Source text

----------------------------------------

Nkhahle relayed a personal story to the audience of transport specialists from the public and private sectors, and officials from various municipalities, of how he arrived at a recent business engagement after using various public transport modes.

He said that while some “frowned” upon hearing this, mainly due to perceptions about the quality of public transport services, public transport modes, including city buses and passenger trains, should be planned and developed in a manner that would make them safe, reliable, fast and comfortable, thus becoming an attractive option for travelers across all income categories.

“My question is why should they frown, why is it not expected that people around this room would do that as a normal course of action. I think we need to destigmatize that,” Nkhahle said.

“And yes, it was induced by the fact that I had taken my car for service, but it was a no brainer that I would still get to my destination and it must be a mechanism that is utilized, not just out of necessity, because I happened to not have my car on that particular day, but on any other day. It should be encouraged across the board.

“You should be able to have different income categories utilizing public transport facilities comfortably and reliably,” said Nkhahle.

----------------------------------------

Provided material
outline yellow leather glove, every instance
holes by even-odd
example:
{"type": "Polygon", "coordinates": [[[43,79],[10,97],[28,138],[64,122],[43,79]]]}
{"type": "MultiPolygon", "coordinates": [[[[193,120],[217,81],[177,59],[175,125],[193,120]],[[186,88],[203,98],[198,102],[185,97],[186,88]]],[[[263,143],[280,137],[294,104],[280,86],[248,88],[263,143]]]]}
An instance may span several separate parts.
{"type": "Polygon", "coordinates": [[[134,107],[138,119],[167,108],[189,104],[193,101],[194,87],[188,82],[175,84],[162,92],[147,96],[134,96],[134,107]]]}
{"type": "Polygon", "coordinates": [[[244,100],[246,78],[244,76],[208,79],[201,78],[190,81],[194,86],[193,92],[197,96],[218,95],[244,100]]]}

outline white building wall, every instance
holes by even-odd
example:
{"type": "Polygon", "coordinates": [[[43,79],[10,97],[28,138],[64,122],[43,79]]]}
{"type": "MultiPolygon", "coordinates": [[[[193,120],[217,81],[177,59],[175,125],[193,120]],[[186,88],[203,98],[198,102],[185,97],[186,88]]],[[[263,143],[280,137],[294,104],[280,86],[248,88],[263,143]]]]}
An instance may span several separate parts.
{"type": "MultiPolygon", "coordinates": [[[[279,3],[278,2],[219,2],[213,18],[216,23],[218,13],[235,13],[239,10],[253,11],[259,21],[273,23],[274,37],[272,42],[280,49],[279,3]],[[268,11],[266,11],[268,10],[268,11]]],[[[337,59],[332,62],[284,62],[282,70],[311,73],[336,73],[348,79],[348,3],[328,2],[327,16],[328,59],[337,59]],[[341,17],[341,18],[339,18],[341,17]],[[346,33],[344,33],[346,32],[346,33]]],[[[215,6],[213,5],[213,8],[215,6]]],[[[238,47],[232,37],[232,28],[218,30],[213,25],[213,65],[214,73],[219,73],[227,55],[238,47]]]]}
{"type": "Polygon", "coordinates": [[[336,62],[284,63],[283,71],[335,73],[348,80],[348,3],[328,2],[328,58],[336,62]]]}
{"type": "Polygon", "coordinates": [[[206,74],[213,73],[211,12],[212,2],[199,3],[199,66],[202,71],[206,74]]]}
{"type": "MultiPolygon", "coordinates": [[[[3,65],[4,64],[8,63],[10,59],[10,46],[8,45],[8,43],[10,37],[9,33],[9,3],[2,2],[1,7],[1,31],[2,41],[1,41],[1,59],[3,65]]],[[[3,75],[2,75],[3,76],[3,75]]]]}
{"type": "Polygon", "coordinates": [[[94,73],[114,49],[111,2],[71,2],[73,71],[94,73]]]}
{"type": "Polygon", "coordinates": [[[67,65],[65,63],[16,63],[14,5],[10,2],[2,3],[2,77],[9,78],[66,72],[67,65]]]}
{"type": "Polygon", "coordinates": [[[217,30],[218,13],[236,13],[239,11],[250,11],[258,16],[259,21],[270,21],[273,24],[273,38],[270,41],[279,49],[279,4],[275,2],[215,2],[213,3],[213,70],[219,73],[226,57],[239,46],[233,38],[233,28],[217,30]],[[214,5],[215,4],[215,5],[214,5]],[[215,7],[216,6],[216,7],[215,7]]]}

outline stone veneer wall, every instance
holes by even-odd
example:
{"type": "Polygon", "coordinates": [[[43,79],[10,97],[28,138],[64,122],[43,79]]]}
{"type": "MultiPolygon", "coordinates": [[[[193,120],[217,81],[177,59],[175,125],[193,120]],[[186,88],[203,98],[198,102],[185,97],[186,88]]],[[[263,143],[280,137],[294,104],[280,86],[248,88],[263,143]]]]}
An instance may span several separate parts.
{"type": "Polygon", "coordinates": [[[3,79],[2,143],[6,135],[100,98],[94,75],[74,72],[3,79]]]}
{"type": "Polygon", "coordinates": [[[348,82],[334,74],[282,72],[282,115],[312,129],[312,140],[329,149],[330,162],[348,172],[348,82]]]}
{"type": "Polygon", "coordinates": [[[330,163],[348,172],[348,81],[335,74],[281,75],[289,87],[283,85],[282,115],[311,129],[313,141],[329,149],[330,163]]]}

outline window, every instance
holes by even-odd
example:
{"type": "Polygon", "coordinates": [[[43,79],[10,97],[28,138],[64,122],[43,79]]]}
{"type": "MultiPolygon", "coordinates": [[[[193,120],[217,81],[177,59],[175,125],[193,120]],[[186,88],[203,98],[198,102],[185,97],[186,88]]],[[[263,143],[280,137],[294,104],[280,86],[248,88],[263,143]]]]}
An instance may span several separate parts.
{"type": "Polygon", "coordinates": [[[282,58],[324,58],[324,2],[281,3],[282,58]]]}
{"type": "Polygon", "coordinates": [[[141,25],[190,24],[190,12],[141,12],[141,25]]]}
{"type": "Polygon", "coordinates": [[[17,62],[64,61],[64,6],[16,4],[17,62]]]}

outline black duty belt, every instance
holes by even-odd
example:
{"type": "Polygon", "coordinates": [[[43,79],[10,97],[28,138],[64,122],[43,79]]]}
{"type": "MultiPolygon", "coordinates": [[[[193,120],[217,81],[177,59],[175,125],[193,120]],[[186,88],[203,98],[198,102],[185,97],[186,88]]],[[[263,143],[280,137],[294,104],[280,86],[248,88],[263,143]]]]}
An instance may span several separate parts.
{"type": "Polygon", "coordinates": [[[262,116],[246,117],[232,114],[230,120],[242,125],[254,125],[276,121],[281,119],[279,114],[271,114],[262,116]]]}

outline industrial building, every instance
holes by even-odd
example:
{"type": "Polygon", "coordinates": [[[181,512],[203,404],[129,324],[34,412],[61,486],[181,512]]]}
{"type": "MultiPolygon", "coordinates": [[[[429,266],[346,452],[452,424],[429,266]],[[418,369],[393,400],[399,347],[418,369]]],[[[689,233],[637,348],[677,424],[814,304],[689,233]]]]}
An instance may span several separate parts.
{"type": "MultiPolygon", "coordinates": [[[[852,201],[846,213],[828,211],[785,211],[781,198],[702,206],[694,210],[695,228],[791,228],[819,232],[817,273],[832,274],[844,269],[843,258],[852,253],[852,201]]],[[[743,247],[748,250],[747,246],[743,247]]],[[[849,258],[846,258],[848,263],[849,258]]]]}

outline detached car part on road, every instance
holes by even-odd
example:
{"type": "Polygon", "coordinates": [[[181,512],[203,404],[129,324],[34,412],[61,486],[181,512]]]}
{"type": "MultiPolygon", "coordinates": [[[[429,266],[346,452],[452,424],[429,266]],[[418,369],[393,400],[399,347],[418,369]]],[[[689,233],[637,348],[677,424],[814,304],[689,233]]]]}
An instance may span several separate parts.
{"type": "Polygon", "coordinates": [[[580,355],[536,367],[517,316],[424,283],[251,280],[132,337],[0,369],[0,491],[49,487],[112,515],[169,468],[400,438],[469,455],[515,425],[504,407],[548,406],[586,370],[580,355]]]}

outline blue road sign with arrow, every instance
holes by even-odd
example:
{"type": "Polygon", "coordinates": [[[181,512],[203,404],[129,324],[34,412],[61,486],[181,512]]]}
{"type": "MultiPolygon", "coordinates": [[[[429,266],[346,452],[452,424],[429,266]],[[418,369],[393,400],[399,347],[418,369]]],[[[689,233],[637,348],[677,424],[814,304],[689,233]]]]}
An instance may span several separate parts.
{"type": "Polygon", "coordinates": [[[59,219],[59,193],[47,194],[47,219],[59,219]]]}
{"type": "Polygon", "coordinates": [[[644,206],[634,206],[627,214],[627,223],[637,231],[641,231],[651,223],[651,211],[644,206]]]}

----------------------------------------

Aim of the exercise
Please quote the passage on public transport between "Nkhahle relayed a" and "public transport modes.", inclusive, word for word. None of the lines are needed for what follows.

Solution below
Nkhahle relayed a personal story to the audience of transport specialists from the public and private sectors, and officials from various municipalities, of how he arrived at a recent business engagement after using various public transport modes.